BEGIN EXTRACTED RECORDS

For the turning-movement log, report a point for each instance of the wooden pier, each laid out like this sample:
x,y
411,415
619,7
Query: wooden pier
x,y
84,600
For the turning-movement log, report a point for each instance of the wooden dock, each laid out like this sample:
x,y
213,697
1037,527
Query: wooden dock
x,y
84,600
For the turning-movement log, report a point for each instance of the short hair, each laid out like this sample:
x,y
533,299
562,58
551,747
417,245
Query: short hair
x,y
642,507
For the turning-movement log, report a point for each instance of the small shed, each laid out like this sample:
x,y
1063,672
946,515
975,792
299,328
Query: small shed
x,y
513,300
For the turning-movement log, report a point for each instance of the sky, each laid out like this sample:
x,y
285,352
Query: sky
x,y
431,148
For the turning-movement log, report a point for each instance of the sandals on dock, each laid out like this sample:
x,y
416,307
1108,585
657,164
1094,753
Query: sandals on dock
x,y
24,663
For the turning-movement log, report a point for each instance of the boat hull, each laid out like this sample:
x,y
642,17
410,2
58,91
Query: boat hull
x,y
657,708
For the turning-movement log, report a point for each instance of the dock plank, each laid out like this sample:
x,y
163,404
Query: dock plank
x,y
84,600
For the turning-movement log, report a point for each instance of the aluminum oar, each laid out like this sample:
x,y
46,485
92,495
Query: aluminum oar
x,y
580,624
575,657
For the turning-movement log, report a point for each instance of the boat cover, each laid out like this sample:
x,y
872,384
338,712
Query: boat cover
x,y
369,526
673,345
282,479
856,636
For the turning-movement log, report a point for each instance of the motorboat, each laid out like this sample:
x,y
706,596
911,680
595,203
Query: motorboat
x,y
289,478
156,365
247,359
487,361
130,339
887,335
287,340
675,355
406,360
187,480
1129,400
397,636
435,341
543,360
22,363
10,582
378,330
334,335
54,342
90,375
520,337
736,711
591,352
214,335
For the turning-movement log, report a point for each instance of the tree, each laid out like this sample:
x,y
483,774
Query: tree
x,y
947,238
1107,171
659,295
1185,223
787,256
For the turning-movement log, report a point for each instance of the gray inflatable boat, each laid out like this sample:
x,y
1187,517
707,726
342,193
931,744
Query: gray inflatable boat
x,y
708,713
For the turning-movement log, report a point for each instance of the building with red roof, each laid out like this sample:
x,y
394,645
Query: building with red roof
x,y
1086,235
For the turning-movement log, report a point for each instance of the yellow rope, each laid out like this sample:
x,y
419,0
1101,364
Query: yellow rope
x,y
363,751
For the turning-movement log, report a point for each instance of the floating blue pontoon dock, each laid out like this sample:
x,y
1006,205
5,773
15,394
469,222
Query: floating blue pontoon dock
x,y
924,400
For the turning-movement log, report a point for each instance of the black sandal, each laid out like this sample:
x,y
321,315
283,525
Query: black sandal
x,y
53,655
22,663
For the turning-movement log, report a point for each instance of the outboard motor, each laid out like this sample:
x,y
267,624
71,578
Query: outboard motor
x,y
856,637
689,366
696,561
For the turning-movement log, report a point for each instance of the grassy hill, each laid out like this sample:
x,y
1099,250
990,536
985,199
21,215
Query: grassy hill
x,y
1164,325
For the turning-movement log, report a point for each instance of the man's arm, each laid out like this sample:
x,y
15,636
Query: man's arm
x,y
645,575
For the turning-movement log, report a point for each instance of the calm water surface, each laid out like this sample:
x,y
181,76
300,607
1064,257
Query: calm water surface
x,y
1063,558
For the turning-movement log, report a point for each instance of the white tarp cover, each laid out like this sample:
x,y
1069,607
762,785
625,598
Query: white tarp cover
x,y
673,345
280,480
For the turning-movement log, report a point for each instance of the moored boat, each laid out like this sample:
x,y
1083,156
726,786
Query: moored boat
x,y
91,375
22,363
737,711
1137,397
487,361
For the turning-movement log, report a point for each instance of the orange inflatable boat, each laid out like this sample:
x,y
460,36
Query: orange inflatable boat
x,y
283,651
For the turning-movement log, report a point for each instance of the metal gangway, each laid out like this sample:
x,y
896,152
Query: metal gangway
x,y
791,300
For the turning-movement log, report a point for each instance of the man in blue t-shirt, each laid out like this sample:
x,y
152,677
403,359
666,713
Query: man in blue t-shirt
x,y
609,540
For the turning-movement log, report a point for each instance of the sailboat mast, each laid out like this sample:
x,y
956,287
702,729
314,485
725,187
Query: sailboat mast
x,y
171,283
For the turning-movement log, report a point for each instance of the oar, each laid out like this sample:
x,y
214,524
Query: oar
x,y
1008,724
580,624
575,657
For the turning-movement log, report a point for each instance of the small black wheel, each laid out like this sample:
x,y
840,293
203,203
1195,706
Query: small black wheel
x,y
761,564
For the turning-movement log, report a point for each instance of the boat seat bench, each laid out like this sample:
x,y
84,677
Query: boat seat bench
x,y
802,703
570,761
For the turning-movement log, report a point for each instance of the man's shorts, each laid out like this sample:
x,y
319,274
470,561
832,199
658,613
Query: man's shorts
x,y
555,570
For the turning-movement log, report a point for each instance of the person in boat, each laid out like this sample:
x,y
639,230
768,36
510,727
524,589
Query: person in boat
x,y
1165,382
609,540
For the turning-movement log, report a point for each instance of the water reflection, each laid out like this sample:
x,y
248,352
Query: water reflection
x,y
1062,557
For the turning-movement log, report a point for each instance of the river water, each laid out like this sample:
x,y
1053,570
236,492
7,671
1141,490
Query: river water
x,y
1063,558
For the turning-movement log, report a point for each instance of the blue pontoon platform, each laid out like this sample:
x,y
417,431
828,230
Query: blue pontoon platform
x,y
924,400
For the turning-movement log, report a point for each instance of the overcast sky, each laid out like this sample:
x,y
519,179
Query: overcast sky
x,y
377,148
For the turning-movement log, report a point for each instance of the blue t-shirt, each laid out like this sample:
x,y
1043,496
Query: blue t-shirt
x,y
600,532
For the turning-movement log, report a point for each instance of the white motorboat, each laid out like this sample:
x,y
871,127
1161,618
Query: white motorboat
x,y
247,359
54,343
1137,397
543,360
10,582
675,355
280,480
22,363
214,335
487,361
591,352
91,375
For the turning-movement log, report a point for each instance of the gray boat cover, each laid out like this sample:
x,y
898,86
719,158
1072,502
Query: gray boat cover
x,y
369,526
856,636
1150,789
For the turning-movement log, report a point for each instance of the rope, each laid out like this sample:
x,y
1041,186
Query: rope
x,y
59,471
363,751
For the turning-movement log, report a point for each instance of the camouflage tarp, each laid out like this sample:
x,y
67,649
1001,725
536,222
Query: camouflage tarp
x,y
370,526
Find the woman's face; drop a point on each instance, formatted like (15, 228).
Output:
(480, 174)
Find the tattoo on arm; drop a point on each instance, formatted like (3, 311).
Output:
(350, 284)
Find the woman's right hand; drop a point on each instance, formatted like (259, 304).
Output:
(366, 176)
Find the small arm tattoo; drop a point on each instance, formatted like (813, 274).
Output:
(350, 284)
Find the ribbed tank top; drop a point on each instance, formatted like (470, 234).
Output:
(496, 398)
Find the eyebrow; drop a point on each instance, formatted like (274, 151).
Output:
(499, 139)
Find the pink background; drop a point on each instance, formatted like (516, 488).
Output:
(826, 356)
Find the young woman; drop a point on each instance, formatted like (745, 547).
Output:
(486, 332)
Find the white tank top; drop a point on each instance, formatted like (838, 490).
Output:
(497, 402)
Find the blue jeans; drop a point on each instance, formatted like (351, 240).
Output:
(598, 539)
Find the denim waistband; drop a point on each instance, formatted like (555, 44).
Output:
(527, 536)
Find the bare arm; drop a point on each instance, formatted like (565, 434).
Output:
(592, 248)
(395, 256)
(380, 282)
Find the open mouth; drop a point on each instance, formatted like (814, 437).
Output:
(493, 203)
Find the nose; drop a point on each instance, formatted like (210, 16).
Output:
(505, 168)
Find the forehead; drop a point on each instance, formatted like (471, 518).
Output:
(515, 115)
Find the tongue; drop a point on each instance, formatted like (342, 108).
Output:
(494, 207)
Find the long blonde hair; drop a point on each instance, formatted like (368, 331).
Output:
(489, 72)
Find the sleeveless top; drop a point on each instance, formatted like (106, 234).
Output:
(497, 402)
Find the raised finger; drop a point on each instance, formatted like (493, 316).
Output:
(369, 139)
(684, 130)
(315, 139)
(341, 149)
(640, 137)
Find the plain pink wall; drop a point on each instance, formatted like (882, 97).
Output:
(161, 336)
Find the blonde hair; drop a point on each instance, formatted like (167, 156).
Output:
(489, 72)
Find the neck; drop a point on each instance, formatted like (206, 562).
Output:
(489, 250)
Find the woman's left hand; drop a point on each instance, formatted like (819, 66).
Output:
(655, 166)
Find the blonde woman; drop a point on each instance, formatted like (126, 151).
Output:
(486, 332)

END EXTRACTED RECORDS
BEGIN EXTRACTED RECORDS

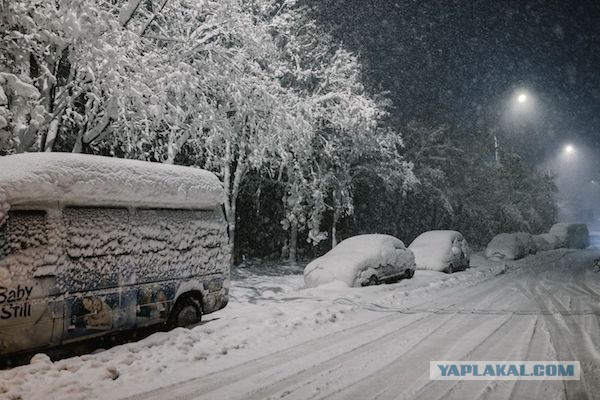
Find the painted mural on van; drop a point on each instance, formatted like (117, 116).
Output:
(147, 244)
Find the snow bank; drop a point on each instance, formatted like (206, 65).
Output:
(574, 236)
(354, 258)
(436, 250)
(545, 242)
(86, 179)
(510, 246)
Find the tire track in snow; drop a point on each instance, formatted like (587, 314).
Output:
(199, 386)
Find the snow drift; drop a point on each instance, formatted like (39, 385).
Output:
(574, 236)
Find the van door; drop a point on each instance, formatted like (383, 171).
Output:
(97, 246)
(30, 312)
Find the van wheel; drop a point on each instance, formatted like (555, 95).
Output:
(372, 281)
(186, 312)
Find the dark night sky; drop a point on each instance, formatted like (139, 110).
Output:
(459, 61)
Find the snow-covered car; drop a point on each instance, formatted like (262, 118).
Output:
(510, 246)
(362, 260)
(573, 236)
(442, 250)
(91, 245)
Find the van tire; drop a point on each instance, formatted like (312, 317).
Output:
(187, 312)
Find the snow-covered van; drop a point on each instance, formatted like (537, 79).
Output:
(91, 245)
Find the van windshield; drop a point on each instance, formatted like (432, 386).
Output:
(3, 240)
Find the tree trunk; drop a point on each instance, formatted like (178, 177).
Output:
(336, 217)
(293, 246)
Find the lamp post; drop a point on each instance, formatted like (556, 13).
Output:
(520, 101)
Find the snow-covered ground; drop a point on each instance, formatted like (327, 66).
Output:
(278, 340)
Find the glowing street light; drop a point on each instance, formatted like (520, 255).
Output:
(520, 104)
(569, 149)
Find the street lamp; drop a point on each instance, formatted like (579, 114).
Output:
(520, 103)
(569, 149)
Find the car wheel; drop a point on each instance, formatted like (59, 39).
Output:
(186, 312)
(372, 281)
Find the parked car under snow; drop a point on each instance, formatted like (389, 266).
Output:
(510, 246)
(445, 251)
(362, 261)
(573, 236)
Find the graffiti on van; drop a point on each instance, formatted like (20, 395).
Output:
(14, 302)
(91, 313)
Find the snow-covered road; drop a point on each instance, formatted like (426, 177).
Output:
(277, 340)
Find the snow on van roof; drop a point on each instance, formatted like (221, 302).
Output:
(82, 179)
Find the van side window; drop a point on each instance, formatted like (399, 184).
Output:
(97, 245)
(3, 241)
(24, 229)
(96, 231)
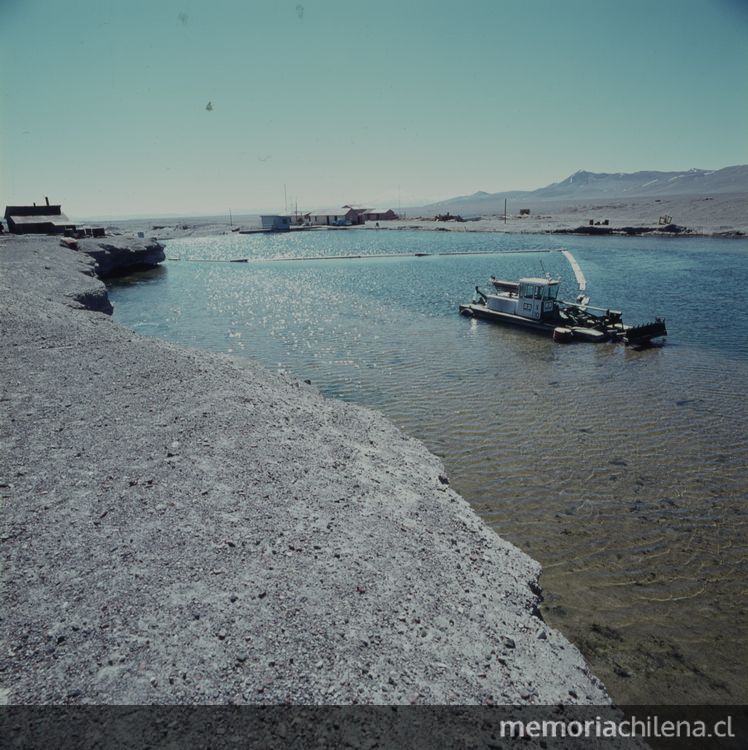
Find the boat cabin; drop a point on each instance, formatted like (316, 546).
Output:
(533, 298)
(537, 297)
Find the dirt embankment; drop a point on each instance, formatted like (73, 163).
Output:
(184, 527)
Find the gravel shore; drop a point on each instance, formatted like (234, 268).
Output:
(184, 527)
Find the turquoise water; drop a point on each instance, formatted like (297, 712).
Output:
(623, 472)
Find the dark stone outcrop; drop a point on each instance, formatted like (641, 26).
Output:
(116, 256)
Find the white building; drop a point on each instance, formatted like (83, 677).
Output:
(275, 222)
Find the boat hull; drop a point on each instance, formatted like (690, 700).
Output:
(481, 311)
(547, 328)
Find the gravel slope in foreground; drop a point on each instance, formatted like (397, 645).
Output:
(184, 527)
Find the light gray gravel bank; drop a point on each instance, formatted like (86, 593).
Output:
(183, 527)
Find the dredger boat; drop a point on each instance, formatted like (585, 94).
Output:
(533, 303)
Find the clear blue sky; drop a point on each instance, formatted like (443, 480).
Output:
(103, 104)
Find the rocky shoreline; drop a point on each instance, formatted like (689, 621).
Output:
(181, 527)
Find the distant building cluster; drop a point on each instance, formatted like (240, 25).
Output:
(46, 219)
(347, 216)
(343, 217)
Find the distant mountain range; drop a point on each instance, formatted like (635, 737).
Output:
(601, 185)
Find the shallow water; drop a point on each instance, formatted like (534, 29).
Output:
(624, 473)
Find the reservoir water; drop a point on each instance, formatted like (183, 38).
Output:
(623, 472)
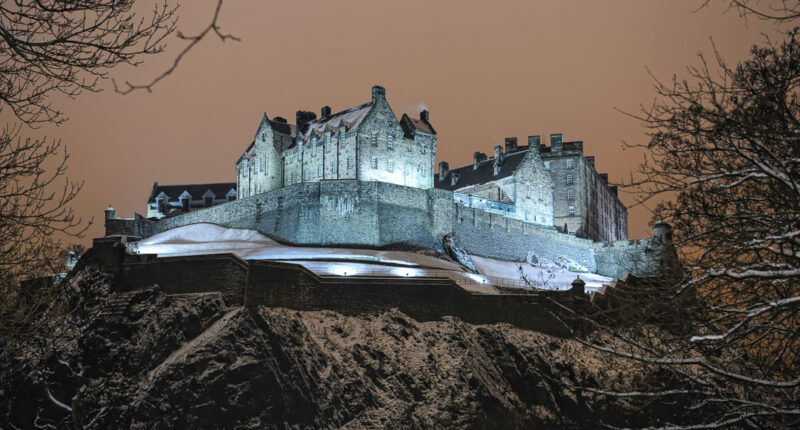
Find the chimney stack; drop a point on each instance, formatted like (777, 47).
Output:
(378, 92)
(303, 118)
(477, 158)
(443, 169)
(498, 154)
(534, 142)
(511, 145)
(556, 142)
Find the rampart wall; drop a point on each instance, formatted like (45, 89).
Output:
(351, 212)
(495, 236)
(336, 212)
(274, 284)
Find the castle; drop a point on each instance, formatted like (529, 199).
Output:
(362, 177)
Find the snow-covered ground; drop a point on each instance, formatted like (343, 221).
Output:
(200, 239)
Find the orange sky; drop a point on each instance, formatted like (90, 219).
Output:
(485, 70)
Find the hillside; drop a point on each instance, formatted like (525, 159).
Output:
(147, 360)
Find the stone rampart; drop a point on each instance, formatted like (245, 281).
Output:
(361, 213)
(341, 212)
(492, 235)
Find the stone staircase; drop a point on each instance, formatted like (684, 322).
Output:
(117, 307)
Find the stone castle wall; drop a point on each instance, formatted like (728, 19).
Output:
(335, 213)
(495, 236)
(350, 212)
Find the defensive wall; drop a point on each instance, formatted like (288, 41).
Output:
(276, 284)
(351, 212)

END EXTRACTED RECORDS
BEGIN EXTRACTED RECORDS

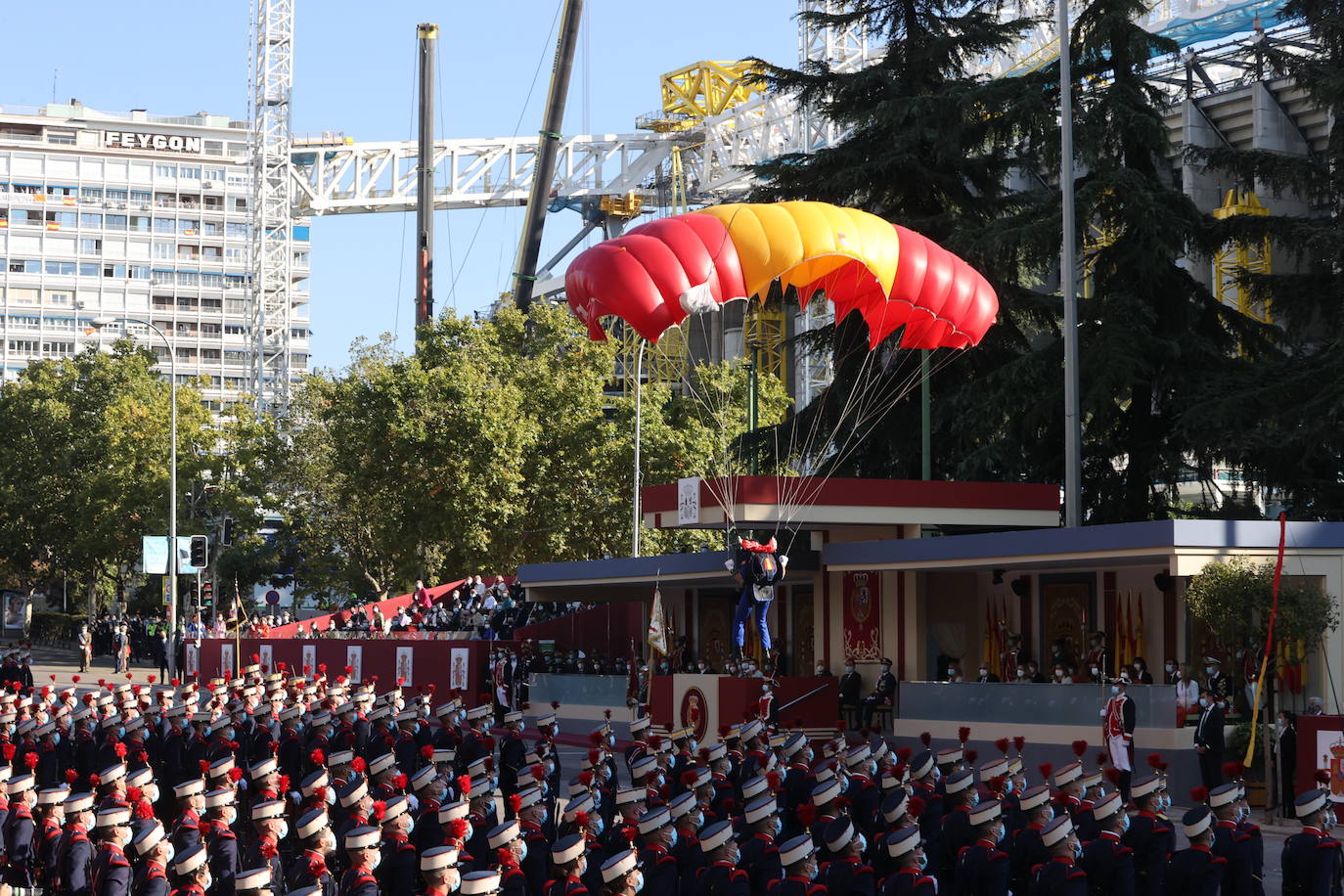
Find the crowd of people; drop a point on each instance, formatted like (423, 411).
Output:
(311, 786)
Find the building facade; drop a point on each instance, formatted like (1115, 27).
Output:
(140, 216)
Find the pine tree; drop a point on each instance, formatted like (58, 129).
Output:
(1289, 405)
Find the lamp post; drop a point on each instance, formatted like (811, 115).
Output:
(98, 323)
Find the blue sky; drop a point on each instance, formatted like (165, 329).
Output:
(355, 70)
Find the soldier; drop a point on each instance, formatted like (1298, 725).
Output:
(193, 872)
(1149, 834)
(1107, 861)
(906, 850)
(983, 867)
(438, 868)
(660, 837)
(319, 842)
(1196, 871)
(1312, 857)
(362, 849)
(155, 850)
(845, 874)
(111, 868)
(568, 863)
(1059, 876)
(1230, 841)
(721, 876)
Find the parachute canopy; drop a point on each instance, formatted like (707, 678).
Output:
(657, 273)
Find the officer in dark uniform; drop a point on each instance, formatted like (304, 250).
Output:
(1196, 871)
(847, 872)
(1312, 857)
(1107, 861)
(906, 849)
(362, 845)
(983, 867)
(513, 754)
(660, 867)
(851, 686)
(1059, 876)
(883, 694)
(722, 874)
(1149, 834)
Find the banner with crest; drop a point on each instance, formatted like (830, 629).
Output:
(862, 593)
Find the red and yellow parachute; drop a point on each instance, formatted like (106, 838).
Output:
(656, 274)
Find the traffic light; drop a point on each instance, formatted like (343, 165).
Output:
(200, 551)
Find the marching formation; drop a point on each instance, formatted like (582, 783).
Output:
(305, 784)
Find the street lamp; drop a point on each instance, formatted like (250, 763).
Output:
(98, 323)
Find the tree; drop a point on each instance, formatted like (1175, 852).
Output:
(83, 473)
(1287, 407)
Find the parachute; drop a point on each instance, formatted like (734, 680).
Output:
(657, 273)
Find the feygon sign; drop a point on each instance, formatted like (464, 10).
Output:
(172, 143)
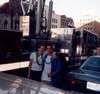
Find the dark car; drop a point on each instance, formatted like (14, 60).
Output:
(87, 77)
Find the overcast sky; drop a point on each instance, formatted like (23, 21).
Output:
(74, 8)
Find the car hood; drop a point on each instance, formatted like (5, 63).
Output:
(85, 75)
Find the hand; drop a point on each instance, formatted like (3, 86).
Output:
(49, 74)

END EXTRACTED RECORDS

◆ **GIVEN REQUEST**: How many lines in the entries above contain the string "light"? Case counts. Give only the number.

◆ **EXERCISE ANSWER**: 3